Those are just three pages in the novel. Sterne does a many other experimental things that are fascinating in themselves. But the three peculiar pages are my favorites.

Further Linking

* I've always thought that, despite some weaknesses, The Ball and the Cross is one of Chesterton's best works -- not up to the level of The Man Who Was Thursday, to be sure, but still quite good. Michael Gilleland recently posted the following quote from the book, which reminds me of why:

"Well, we won't quarrel about a word," said the other, pleasantly.

"Why on earth not?" said MacIan, with a sudden asperity. "Why shouldn't we quarrel about a word? What is the good of words if they aren't important enough to quarrel over? Why do we choose one word more than another if there isn't any difference between them? If you called a woman a chimpanzee instead of an angel, wouldn't there be a quarrel about a word? If you're not going to argue about words, what are you going to argue about?"


So if you haven't already, read the book, you chimpanzees. And I use that word in a nice way.

* At "Houyhnhnm Land" I've posted on an important issue in the philosophy of vision, the Horizontal Moon; or, as Sharon calls it, Mooning with Brandon. (An interesting fact: for most people the illusion ceases if they stand with their back to the moon, bend over, and look at it through their legs.) You can leave comments about it here, if the impulse takes you; if you catch any errors I've overlooked, please let me know.

- Exercise task A
Retype the entries from their very first line down through the line containing "346), (35, 350)]", including both of those lines and leaving out the pictures.
The entries below this point bear no relation to the blog post.

- Stored rows
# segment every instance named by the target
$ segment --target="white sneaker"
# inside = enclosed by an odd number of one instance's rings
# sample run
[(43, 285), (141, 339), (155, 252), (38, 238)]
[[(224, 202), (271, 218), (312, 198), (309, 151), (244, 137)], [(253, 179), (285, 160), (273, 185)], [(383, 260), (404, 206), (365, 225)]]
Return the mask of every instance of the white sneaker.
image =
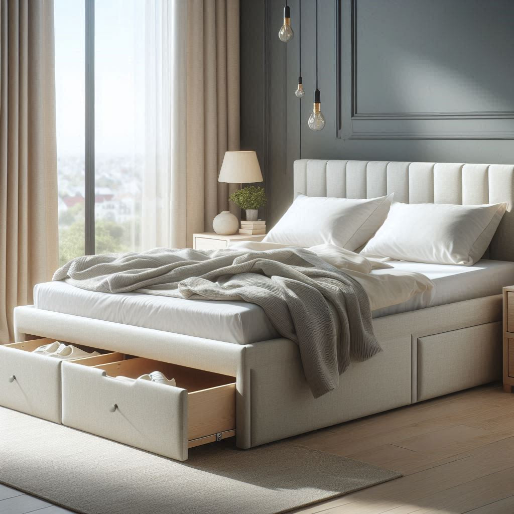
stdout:
[(72, 344), (66, 345), (63, 344), (63, 347), (60, 347), (55, 353), (50, 355), (49, 357), (55, 357), (56, 359), (61, 359), (62, 360), (75, 360), (76, 359), (83, 359), (86, 357), (96, 357), (100, 355), (98, 352), (93, 352), (88, 353), (84, 352), (84, 350), (80, 350), (80, 348), (76, 348)]
[[(172, 378), (171, 380), (168, 380), (166, 376), (163, 374), (161, 373), (160, 371), (152, 371), (150, 373), (150, 379), (152, 382), (157, 382), (158, 384), (164, 384), (165, 386), (173, 386), (174, 387), (176, 387), (176, 382), (175, 381), (174, 378)], [(147, 379), (148, 380), (148, 379)]]
[(32, 350), (32, 353), (49, 357), (65, 347), (66, 345), (64, 343), (61, 343), (59, 341), (54, 341), (53, 343), (49, 343), (48, 344), (44, 344), (42, 346), (39, 346), (35, 350)]
[[(135, 382), (136, 379), (131, 378), (130, 377), (124, 377), (119, 375), (116, 378), (122, 382)], [(159, 384), (164, 384), (165, 386), (173, 386), (176, 387), (176, 382), (174, 378), (172, 378), (169, 380), (166, 376), (160, 371), (153, 371), (149, 375), (142, 375), (140, 377), (138, 377), (138, 380), (150, 380), (151, 382), (156, 382)]]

- Exercise task B
In the blog post, how can most people make the Horizontal Moon illusion stop?

- Task output A
# segment every instance named by the target
$ segment --target="white sneaker"
# inside = enclosed by an odd number of one instance's rings
# sample run
[(43, 285), (141, 339), (155, 252), (38, 238)]
[[(224, 202), (271, 218), (312, 198), (309, 151), (244, 137)], [(253, 179), (285, 160), (273, 185)], [(383, 260), (404, 206), (365, 225)]]
Return the mask of every instance of the white sneaker.
image =
stdout:
[(72, 344), (66, 345), (63, 344), (63, 347), (60, 347), (55, 353), (50, 355), (49, 357), (55, 357), (56, 359), (61, 359), (62, 360), (75, 360), (76, 359), (83, 359), (86, 357), (96, 357), (100, 355), (98, 352), (93, 352), (88, 353), (84, 352), (84, 350), (80, 350), (80, 348), (76, 348)]
[[(172, 378), (171, 380), (168, 380), (166, 376), (163, 374), (161, 373), (160, 371), (152, 371), (150, 373), (150, 379), (152, 382), (157, 382), (158, 384), (164, 384), (165, 386), (173, 386), (174, 387), (176, 387), (176, 382), (175, 381), (174, 378)], [(147, 379), (148, 380), (148, 379)]]
[(32, 350), (32, 353), (49, 357), (65, 347), (66, 345), (64, 343), (61, 343), (59, 341), (54, 341), (53, 343), (49, 343), (48, 344), (44, 344), (42, 346), (39, 346), (35, 350)]

- Task output B
They stand with their back to the moon, bend over, and look at it through their legs.